Count how many lines of the records contain the word "container", treating uppercase and lowercase as different, and give only that number.
-- start Rows --
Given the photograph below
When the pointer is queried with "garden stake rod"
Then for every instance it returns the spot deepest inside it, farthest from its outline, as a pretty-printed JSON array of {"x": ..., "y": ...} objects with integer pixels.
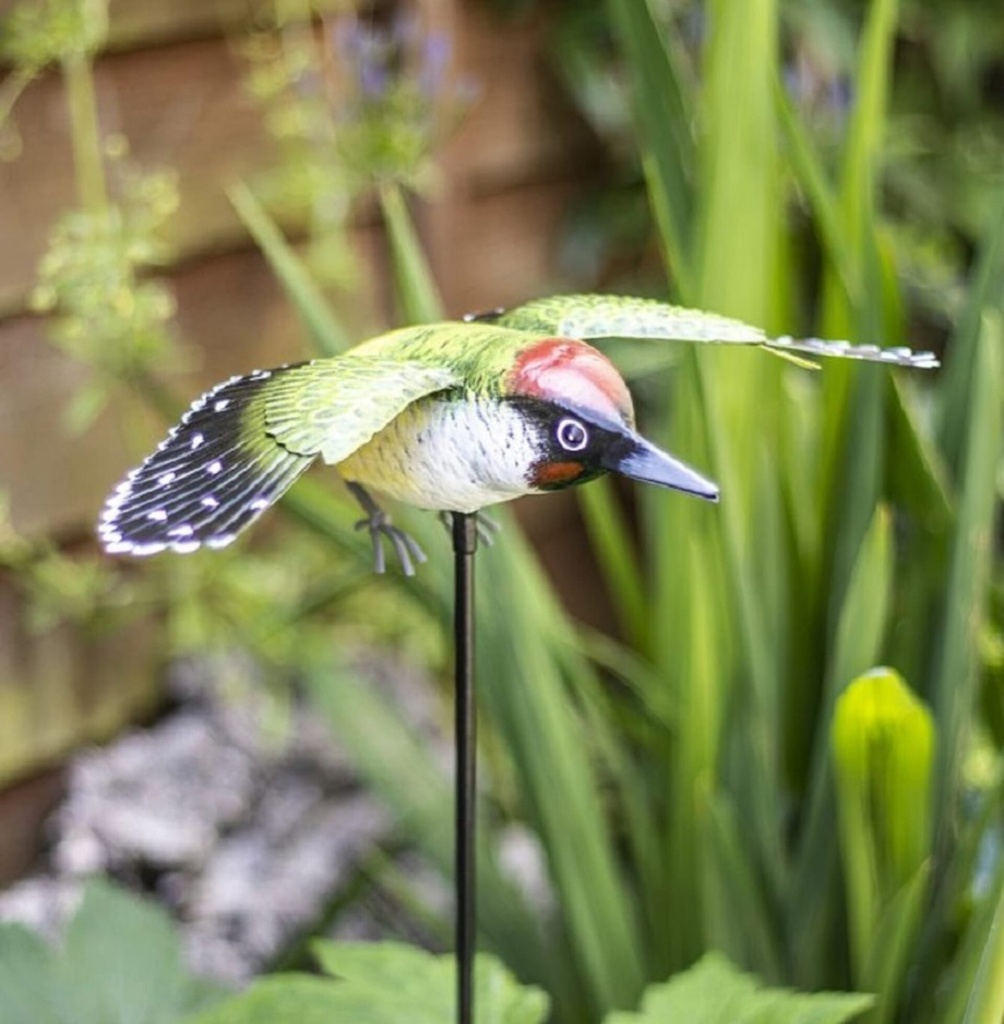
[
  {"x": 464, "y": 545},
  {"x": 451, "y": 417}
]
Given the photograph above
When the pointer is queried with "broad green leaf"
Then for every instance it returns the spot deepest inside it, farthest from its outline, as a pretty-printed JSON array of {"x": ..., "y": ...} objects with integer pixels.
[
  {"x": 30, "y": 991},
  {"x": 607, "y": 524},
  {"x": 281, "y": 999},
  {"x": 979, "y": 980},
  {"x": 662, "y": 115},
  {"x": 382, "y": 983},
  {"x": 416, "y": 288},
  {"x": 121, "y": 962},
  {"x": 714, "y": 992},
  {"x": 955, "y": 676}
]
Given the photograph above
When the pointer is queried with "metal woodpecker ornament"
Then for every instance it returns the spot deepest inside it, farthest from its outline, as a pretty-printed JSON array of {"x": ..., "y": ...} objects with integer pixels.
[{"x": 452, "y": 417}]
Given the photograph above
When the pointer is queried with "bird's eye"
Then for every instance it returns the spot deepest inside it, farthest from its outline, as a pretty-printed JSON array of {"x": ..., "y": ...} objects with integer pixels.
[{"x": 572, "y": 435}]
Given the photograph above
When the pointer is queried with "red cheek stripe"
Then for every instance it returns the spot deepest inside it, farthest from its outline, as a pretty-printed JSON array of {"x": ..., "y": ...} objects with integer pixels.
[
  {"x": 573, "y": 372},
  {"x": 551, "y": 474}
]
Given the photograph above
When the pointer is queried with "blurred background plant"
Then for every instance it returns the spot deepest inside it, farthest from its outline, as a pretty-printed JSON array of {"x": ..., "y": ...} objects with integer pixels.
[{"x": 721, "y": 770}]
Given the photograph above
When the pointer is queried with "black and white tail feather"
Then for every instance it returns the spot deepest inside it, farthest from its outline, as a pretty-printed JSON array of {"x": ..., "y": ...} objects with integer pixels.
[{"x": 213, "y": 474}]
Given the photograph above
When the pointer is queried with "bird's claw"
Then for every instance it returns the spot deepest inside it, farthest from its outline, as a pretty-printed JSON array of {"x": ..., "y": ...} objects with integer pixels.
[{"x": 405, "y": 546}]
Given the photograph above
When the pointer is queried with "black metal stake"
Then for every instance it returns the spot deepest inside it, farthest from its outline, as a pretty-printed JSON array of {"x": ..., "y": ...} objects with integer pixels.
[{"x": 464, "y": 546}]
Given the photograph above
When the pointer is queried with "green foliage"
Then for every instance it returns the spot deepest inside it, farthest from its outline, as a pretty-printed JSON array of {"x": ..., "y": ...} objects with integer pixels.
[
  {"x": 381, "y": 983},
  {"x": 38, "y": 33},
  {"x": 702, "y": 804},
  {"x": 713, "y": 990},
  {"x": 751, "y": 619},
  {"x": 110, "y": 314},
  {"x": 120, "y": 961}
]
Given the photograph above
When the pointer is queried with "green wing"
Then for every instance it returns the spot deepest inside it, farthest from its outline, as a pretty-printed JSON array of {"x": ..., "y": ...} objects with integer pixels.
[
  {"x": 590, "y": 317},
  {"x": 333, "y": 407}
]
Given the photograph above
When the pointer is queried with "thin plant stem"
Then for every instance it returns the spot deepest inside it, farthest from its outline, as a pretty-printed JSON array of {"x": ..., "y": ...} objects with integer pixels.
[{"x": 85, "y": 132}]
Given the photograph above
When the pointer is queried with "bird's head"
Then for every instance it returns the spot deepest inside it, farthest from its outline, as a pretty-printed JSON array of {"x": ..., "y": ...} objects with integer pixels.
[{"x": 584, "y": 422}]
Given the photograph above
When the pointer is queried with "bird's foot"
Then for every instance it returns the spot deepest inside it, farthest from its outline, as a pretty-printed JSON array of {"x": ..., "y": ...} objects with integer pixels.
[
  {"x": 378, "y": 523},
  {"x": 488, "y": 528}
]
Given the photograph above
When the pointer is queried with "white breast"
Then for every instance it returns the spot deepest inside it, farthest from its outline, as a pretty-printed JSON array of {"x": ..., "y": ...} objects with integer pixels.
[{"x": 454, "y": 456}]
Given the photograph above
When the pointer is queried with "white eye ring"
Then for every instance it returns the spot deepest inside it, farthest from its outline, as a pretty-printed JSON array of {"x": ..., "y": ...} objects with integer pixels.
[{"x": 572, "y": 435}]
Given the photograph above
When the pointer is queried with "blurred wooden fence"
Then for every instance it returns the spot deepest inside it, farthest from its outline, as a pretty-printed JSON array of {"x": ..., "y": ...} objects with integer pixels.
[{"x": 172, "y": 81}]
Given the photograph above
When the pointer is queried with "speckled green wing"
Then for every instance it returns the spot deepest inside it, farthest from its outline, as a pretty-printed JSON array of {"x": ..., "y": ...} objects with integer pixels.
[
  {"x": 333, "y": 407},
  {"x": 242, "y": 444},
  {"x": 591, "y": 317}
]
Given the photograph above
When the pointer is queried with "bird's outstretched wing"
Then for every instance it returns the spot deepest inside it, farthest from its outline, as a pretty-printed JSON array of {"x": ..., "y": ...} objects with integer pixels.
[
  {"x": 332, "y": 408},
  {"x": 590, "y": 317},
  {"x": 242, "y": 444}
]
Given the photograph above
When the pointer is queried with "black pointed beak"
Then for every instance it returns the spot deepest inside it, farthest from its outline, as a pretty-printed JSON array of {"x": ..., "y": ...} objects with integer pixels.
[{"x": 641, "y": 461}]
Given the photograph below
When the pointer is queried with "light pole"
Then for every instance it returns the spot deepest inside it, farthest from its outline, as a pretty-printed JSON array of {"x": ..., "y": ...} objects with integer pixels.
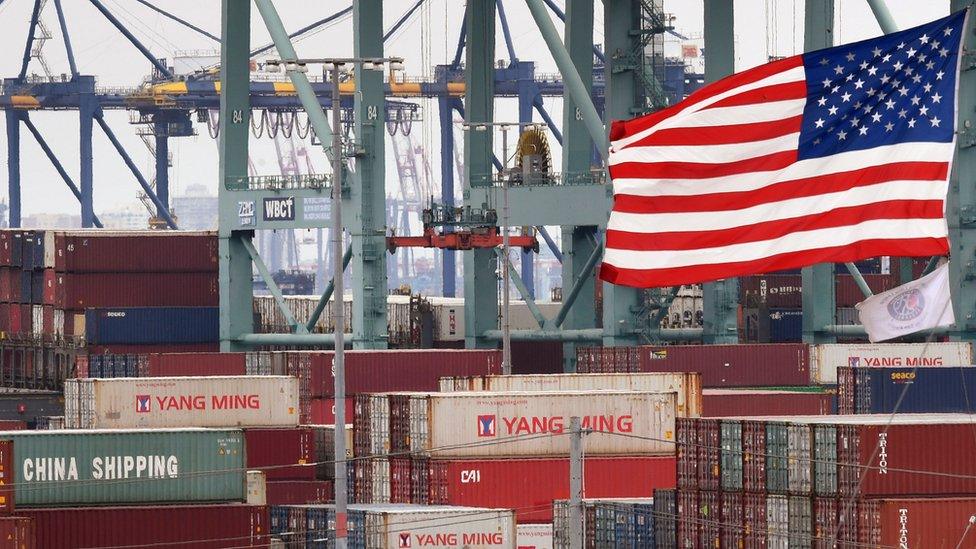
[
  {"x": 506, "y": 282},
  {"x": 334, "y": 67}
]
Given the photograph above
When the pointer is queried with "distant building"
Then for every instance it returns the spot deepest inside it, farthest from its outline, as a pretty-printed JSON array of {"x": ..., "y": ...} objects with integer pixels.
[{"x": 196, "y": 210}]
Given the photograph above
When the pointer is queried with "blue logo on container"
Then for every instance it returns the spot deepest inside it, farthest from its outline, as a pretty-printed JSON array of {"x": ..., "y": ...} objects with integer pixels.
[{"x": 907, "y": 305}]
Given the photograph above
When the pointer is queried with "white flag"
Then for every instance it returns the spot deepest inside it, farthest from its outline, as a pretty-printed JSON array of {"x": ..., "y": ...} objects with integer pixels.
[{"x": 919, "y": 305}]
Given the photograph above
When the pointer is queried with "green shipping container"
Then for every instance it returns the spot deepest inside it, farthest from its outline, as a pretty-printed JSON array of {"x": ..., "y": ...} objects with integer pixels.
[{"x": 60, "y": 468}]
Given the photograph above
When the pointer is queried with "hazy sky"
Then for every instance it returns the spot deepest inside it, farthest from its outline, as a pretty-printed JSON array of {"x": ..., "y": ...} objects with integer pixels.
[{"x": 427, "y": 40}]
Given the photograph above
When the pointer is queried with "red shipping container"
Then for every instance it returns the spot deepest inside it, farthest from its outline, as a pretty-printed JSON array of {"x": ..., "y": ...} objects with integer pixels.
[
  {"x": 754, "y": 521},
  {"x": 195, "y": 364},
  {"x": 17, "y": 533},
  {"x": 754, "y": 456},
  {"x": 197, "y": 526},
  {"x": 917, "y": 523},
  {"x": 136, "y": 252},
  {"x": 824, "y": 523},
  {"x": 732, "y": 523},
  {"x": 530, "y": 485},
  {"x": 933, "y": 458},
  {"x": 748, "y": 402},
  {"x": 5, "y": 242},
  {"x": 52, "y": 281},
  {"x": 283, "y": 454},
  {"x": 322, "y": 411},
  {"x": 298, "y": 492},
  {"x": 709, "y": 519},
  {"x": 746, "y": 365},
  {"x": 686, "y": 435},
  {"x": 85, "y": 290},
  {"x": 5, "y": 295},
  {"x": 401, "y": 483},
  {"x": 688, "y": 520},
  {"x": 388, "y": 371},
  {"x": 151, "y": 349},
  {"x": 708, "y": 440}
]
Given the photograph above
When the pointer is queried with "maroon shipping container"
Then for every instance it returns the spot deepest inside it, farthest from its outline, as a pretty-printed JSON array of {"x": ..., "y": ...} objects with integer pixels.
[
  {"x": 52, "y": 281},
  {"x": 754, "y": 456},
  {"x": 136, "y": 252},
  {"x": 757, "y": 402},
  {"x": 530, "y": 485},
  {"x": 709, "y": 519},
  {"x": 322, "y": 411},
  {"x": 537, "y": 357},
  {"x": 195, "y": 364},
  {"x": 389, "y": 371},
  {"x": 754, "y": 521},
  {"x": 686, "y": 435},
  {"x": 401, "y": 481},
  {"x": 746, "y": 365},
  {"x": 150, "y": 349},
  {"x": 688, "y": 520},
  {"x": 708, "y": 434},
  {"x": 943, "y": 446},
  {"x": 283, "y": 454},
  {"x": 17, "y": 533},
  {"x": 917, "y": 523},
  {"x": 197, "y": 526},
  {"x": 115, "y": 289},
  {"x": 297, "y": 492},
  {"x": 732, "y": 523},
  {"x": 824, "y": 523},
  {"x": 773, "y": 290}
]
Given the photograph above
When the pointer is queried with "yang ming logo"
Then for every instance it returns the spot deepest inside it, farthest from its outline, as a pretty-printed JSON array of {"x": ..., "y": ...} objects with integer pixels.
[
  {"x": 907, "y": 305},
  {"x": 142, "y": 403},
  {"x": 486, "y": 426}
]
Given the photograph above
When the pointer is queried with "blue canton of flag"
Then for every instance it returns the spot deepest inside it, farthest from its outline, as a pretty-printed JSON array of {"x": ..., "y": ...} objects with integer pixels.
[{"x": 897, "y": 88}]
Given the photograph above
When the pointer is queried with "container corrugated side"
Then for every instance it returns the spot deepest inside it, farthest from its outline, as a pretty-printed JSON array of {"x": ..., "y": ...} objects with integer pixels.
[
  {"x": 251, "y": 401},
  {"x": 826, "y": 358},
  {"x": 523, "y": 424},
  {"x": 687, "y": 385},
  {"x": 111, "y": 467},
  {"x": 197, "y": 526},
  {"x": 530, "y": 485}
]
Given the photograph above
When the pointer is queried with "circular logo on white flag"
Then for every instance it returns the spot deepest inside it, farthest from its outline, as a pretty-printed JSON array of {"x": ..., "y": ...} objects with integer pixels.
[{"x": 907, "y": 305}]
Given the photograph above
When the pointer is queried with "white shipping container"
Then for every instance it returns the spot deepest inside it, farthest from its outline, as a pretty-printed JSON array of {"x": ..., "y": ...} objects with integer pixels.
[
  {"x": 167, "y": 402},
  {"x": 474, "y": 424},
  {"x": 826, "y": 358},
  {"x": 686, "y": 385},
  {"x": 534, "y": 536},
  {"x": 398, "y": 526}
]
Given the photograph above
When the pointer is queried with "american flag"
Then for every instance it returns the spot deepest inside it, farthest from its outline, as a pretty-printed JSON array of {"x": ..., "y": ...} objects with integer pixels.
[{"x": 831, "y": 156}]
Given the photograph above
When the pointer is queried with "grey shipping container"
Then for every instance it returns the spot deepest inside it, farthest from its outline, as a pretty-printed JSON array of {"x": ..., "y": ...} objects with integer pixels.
-- end Rows --
Reply >>
7